++++ Exercise data ++++

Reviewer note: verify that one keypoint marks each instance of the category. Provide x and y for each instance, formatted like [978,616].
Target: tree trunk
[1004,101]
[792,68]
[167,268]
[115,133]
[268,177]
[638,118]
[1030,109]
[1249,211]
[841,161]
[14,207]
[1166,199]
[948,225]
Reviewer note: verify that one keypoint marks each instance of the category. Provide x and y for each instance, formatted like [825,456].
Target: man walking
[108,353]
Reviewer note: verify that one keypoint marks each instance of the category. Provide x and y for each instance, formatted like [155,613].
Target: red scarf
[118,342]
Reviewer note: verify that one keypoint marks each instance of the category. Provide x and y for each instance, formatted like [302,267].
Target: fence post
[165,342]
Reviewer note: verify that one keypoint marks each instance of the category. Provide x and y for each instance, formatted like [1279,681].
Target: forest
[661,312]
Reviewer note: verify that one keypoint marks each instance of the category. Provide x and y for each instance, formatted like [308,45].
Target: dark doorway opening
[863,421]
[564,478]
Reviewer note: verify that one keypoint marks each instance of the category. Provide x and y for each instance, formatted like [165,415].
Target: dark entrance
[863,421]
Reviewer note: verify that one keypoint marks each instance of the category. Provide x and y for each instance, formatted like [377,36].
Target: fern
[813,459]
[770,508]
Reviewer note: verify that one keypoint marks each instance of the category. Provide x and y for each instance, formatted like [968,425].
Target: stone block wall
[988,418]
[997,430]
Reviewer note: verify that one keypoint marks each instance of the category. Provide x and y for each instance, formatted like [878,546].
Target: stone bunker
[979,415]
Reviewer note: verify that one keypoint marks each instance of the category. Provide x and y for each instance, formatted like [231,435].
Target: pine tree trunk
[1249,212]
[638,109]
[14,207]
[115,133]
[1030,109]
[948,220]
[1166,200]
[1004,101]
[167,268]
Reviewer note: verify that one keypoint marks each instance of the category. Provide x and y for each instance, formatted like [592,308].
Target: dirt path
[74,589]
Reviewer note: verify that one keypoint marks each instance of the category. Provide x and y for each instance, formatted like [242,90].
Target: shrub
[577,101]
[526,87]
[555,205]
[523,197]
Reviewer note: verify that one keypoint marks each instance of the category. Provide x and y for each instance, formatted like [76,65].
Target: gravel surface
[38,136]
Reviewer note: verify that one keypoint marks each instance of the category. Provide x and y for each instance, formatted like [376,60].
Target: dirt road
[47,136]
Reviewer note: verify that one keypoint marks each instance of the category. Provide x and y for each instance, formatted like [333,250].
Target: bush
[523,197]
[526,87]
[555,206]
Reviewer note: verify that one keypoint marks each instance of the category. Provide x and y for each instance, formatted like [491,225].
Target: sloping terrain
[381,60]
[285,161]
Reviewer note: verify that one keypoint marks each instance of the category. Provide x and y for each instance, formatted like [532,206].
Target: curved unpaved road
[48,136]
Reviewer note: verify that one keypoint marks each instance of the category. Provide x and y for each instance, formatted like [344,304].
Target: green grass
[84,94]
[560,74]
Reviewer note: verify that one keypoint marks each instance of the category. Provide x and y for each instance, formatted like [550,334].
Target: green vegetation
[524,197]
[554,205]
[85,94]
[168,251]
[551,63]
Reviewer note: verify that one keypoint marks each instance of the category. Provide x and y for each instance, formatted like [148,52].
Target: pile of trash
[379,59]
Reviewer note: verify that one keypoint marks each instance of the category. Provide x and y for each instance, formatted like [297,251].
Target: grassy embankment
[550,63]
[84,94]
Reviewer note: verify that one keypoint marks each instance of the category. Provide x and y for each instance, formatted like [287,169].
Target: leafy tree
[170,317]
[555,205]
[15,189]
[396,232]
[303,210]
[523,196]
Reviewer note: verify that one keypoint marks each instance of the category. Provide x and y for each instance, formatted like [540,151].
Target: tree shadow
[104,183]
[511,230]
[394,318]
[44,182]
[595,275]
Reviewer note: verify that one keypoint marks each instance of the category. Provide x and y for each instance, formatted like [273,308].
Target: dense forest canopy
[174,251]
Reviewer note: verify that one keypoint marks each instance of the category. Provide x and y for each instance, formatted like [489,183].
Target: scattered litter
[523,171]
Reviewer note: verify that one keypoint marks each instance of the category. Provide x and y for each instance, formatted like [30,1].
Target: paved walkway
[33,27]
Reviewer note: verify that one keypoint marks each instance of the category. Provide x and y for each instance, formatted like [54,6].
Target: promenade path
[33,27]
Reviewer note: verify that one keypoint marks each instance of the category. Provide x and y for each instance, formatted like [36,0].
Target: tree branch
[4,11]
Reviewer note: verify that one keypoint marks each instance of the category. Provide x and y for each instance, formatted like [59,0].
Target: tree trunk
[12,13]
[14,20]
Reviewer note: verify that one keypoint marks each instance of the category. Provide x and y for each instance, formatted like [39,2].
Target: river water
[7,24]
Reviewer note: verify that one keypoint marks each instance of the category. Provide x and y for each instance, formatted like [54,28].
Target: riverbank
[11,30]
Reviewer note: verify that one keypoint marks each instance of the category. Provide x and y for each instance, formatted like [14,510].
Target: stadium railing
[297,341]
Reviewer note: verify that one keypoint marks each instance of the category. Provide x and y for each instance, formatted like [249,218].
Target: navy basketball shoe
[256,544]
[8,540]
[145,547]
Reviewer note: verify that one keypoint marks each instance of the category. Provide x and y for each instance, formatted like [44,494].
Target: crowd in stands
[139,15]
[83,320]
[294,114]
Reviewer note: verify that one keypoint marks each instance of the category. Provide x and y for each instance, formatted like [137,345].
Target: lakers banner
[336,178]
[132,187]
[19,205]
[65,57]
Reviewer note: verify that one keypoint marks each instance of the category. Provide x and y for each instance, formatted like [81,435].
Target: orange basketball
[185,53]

++++

Set exercise :: Retype every entry word for word.

Exercise answer ::
Reviewer note: verify that one keypoint marks each instance of the category. Provide x and y for each instance, formatted like [978,616].
Target: tree trunk
[1004,101]
[792,68]
[167,268]
[115,133]
[268,177]
[638,118]
[1030,109]
[1249,211]
[841,161]
[14,207]
[1166,199]
[948,225]
Reviewer note: verify that one keypoint marks each instance of the category. Provide x and y for each instance, formatted like [825,456].
Target: man walking
[108,353]
Reviewer note: verify that one keypoint marks each instance of the category. Provide x and y for each instance, formatted like [155,613].
Target: red scarf
[118,342]
Reviewer note: verify that one keypoint marks each instance of the category. Provide x and y for each instance, formatted like [302,267].
Target: fence post
[165,342]
Reviewer note: verify that one keypoint marks each instance of the category. Provide x and y for each instance, formatted like [1279,681].
Target: forest
[661,312]
Reviewer note: verify that one keypoint marks each instance of the category. Provide x and y for each instance, formatted like [308,45].
Target: dark doorway opening
[863,421]
[564,478]
Reviewer note: verify that one keypoint marks each instance of the category. Provide x and y for each instance, formatted like [165,415].
Target: dark entrance
[863,421]
Reviewer note: verify that one keypoint marks each instance of the category. Provide x and y for each instance, formatted like [377,36].
Target: fern
[813,459]
[770,508]
Reviewer note: verify that one keypoint marks each instance of the category. Provide x and y for each instance, formatted like [968,425].
Target: stone block wall
[988,418]
[997,430]
Reviewer note: verify that one keypoint marks each instance of the category. Provide x and y for each instance, formatted like [878,546].
Target: stone bunker
[979,415]
Reviewer note: verify that one keypoint marks each instance of the category. Provide x and y for each instance, formatted like [231,435].
Target: pine tree trunk
[1249,212]
[638,109]
[14,207]
[115,133]
[1030,109]
[948,220]
[1166,200]
[1004,101]
[167,268]
Reviewer note: verify that one keypoint marks each instance of the category. Provide x and y for each instance, formatted like [592,308].
Target: dirt path
[74,589]
Reviewer note: verify that one keypoint marks each instance of the category. Provide x and y for each instance, formatted like [242,90].
Target: shrub
[577,101]
[526,87]
[555,205]
[523,197]
Reviewer note: verify that one keypoint marks each instance of the category. Provide x and y for each instance, formatted like [76,65].
Target: gravel surface
[38,136]
Reviewer note: verify that one keypoint marks each instance of the category. Provide x and y for each instance, formatted like [376,60].
Target: dirt road
[47,136]
Reviewer note: verify that one keypoint marks each instance of the category. Provide x and y for each instance, formatted like [333,250].
Target: bush
[523,197]
[526,87]
[555,206]
Reviewer note: verify that one keypoint marks each instance of the category. Provide x and y for each instance, formatted like [491,225].
Target: sloping terrain
[381,60]
[285,161]
Reviewer note: verify that one keypoint marks each instance of the category. Provide x and y for each instance, formatted like [532,206].
Target: curved unpaved road
[48,136]
Reviewer note: verify that one keypoint marks each instance of the category. Provide x and y for each instance, formatted like [344,304].
Target: green grass
[84,94]
[560,74]
Reviewer note: verify that one keypoint marks each instance of the category. Provide x and y for each instance, formatted like [550,334].
Target: green vegetation
[524,197]
[554,205]
[85,94]
[168,251]
[551,63]
Reviewer note: verify that one keypoint marks each instance of the category. Provide x and y for each instance, formatted like [148,52].
Target: pile of trash
[379,59]
Reviewer note: verify that one keypoint marks each instance of the category. Provide x and y for each instance, formatted like [297,251].
Target: grassy embankment
[550,63]
[84,94]
Reviewer note: verify that one keypoint marks each instance of the category. Provide x and y for each instance, formatted like [287,169].
Target: leafy tree
[170,317]
[555,205]
[15,189]
[396,232]
[303,210]
[523,196]
Reviewer note: verify that one keypoint marks each instance of the category. Provide x and y for each instance, formatted like [540,151].
Target: tree shadow
[104,183]
[511,230]
[394,318]
[44,182]
[595,275]
Reviewer note: verify that one keypoint marks each instance of the category. Provide x and y for each instance, formatted like [273,308].
Target: dense forest canopy
[174,251]
Reviewer note: verify that one keypoint marks each instance of the category. Provide x and y for each instance, formatted like [489,183].
Target: scattered litter
[523,171]
Reviewer note: verify that one keypoint marks each instance of the category. Provide x and y for each instance, formatted like [30,1].
Target: paved walkway
[33,27]
Reviewer note: verify that one keypoint marks each instance of the category. Provide x and y for each instance, formatted like [54,6].
Target: promenade path
[33,27]
Reviewer note: verify that one keypoint marks each instance of the category. Provide x and y for each instance, formatted like [36,0].
Target: tree branch
[4,11]
Reviewer note: verify that one keypoint marks each instance of the category. Provide x and y for each instance, formatted like [59,0].
Target: tree trunk
[12,13]
[14,20]
Reviewer note: verify that one keypoint marks each instance of the category. Provide x and y for each instance, formatted like [39,2].
Target: river water
[7,24]
Reviewer note: verify that one keypoint marks each instance of the category. Provide x and y for each instance, formatted like [54,28].
Target: riverbank
[11,30]
Reviewer note: verify that one keypoint marks each instance of the category. Provide x and y for each instance, formatted like [14,510].
Target: stadium railing
[297,341]
Reviewer note: verify that one keypoint marks each instance of the category. Provide x and y for each instance, formatted like [249,218].
Target: navy basketball shoe
[256,544]
[8,540]
[145,547]
Reviewer note: verify that one keypoint marks each instance of the category. Provide x and y for each instance, formatted like [44,494].
Target: crowd in stands
[139,15]
[83,320]
[294,114]
Reviewer note: verify that one keypoint marks each instance of the category. Provide x and y for each instance, formatted like [137,345].
Target: lakers banner
[336,178]
[132,187]
[19,205]
[65,57]
Reviewer note: verify that one keypoint marks each instance of the category. Provide x and y for each instance, formatted like [81,435].
Target: orange basketball
[185,53]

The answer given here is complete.